## Task prompt:
Return, word for word, the part of the purchase order terms below that opens with the words containing "9. Limitation of" and closes with "the mailing date.".

9. Limitation of Liability. UNDER NO CIRCUMSTANCES SHALL AA BE LIABLE TO CUSTOMER FOR INCIDENTAL, SPECIAL OR CONSEQUENTIAL DAMAGES OR DAMAGES FOR LOSS OF USE ARISING DIRECTLY OR INDIRECTLY FROM ANY BREACH OF WARRANTY, BREACH OF CONTRACT, MATERIAL OR OTHERWISE, OR FROM ANY ACTS OR OMISSIONS OF AA’s EMPLOYEES OR AGENTS, TORTIOUS OR OTHERWISE. IN NO EVENT SHALL AA’’s LIABILITY FOR ANY CLAIM BROUGHT BY CUSTOMER EXCEED THE PRICE OF THE DEFECTIVE PRODUCT.

10. Notices. All notices required or contemplated by this Purchase Order must be writing and personally delivered to AA or sent by prepaid registered mail or sent by fax. Any notices sent by fax must be deemed to have been received when transmitted and any notice sent by registered mail must be deemed to have been received on the second date following the mailing date.

## Records shown:

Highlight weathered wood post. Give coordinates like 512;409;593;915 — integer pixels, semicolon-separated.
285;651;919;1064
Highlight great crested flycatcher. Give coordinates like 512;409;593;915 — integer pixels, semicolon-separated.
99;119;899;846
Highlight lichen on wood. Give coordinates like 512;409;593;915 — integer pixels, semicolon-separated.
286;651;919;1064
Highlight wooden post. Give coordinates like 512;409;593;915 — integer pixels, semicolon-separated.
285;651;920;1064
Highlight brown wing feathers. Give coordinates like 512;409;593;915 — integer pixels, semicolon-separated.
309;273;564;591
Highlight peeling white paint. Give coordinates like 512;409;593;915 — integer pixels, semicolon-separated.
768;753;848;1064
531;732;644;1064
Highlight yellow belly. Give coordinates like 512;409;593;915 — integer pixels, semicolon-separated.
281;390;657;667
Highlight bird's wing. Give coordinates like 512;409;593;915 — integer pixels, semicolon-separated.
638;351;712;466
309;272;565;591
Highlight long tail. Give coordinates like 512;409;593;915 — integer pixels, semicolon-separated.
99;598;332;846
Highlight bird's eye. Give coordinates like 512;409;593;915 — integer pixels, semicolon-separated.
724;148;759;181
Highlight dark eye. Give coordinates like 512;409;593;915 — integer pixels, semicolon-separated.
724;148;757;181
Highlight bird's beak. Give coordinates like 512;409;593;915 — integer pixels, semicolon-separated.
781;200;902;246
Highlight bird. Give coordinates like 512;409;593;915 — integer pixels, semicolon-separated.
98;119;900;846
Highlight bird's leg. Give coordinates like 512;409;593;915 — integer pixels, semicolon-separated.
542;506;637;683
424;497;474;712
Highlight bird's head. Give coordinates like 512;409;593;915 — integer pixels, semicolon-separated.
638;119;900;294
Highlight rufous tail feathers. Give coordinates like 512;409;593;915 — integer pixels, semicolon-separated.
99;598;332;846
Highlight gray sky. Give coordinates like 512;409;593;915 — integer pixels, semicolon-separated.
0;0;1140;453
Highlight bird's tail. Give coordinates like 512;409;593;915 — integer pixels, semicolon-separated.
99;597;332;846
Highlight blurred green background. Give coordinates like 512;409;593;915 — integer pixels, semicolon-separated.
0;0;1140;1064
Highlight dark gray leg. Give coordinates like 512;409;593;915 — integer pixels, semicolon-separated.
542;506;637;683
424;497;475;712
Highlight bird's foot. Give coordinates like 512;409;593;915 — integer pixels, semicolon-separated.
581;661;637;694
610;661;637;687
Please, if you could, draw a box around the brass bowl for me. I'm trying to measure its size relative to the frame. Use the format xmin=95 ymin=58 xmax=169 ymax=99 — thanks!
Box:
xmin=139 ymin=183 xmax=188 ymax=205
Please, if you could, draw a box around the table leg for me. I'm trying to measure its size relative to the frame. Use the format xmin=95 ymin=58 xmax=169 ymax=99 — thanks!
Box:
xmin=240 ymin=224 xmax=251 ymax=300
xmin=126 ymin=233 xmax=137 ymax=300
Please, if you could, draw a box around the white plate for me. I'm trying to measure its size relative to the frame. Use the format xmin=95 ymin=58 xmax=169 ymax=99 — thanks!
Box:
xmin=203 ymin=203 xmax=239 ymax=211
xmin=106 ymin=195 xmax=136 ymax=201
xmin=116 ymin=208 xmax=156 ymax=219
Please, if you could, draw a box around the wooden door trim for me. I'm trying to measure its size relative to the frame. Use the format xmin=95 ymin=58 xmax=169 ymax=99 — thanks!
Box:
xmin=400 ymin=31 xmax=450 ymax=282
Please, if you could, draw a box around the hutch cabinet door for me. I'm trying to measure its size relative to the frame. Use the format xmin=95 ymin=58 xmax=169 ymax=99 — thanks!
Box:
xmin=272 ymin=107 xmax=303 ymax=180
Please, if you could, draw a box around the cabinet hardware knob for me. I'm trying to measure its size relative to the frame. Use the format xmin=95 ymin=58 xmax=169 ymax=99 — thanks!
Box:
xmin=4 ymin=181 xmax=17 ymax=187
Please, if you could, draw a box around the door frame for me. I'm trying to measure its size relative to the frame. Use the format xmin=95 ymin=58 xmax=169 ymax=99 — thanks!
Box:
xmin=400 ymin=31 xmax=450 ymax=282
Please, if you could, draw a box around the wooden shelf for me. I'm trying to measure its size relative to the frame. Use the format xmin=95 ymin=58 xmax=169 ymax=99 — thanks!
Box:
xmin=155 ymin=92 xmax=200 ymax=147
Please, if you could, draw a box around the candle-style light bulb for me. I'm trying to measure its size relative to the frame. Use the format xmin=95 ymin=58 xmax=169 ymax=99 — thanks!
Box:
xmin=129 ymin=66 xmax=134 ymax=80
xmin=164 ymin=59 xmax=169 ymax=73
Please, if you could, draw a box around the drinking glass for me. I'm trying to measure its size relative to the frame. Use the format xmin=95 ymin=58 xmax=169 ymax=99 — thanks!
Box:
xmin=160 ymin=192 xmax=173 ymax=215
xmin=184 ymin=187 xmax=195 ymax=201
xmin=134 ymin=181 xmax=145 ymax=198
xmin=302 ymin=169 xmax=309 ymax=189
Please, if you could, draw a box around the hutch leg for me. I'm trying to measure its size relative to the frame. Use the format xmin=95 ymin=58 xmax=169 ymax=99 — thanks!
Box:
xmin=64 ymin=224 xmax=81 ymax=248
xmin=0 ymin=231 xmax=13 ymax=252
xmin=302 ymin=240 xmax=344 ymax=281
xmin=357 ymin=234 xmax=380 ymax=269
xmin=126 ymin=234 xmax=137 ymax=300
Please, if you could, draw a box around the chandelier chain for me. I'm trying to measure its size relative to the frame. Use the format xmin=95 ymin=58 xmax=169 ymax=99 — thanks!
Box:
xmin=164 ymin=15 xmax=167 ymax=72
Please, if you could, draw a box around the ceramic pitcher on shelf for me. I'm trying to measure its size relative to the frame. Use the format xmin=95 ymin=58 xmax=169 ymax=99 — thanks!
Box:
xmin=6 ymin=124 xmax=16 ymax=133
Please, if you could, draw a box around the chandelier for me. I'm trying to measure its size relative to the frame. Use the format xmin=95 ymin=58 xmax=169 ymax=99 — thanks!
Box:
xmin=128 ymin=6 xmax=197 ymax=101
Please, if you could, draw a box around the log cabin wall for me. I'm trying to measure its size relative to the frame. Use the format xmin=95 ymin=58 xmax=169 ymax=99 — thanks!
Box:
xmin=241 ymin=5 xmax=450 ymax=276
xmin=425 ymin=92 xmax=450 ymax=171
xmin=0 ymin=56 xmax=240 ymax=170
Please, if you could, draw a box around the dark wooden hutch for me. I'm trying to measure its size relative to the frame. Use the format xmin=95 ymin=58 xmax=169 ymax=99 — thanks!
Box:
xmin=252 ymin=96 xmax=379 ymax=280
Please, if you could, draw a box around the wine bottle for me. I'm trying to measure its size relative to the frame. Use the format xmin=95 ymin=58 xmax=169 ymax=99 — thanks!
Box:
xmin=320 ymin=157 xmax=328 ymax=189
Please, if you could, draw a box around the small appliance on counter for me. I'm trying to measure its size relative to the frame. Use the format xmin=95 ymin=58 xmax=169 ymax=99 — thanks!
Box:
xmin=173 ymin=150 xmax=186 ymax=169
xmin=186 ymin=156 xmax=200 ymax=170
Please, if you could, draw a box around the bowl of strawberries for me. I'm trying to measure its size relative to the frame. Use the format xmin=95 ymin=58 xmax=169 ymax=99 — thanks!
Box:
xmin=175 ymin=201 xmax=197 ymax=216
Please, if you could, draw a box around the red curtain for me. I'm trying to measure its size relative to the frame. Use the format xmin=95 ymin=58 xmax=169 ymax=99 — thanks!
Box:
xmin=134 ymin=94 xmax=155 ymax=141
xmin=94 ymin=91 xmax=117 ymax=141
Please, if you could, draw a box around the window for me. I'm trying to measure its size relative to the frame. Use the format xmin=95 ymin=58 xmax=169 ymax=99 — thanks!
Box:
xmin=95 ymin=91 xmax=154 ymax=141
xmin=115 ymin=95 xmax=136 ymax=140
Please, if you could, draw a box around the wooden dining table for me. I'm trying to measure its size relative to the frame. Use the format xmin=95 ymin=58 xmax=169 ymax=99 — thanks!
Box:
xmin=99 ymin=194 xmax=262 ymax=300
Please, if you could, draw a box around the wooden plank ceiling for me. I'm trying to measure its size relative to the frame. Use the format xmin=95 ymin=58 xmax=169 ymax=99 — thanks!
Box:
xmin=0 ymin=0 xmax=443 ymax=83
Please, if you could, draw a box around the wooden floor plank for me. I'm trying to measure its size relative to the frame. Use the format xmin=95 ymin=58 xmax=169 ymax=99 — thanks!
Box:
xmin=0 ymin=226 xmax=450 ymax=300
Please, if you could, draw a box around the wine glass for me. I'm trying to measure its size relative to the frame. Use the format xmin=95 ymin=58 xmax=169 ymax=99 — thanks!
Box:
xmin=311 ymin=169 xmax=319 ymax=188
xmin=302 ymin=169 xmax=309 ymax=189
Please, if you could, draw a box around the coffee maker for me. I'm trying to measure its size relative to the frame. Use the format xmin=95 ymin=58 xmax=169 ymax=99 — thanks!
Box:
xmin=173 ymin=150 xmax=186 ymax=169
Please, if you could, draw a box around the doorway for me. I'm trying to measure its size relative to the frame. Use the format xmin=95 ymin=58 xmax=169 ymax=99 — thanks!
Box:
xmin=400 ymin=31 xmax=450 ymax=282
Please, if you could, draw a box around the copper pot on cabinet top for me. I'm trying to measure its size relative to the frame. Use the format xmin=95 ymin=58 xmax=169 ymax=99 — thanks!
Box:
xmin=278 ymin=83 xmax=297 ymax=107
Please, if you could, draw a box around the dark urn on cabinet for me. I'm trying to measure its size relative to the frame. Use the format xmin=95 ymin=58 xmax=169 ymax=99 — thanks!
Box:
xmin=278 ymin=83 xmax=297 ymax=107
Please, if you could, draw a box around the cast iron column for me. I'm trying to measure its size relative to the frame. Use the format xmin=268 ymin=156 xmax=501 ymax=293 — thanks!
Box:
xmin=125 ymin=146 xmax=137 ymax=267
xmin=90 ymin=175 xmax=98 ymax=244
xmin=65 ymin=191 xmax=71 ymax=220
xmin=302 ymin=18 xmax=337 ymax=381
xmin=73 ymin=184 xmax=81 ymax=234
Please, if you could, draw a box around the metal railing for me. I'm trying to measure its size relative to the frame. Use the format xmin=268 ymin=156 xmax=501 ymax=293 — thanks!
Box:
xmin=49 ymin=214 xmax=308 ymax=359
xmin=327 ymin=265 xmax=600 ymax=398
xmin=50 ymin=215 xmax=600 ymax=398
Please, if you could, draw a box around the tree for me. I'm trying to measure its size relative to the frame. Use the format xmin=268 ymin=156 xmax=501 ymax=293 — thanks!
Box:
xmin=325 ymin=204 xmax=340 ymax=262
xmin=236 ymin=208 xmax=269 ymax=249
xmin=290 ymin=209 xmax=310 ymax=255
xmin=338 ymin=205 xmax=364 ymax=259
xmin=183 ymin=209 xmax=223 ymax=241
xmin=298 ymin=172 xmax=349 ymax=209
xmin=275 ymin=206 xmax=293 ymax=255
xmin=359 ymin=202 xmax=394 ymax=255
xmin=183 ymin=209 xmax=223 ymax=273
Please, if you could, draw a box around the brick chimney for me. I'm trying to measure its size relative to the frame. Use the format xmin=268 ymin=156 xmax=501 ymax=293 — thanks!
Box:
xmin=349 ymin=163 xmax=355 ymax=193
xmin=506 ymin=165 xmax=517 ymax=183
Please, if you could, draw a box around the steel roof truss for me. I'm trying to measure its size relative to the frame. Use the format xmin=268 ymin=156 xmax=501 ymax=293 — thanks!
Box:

## Written reply:
9. Limitation of Liability. UNDER NO CIRCUMSTANCES SHALL AA BE LIABLE TO CUSTOMER FOR INCIDENTAL, SPECIAL OR CONSEQUENTIAL DAMAGES OR DAMAGES FOR LOSS OF USE ARISING DIRECTLY OR INDIRECTLY FROM ANY BREACH OF WARRANTY, BREACH OF CONTRACT, MATERIAL OR OTHERWISE, OR FROM ANY ACTS OR OMISSIONS OF AA’s EMPLOYEES OR AGENTS, TORTIOUS OR OTHERWISE. IN NO EVENT SHALL AA’’s LIABILITY FOR ANY CLAIM BROUGHT BY CUSTOMER EXCEED THE PRICE OF THE DEFECTIVE PRODUCT.

10. Notices. All notices required or contemplated by this Purchase Order must be writing and personally delivered to AA or sent by prepaid registered mail or sent by fax. Any notices sent by fax must be deemed to have been received when transmitted and any notice sent by registered mail must be deemed to have been received on the second date following the mailing date.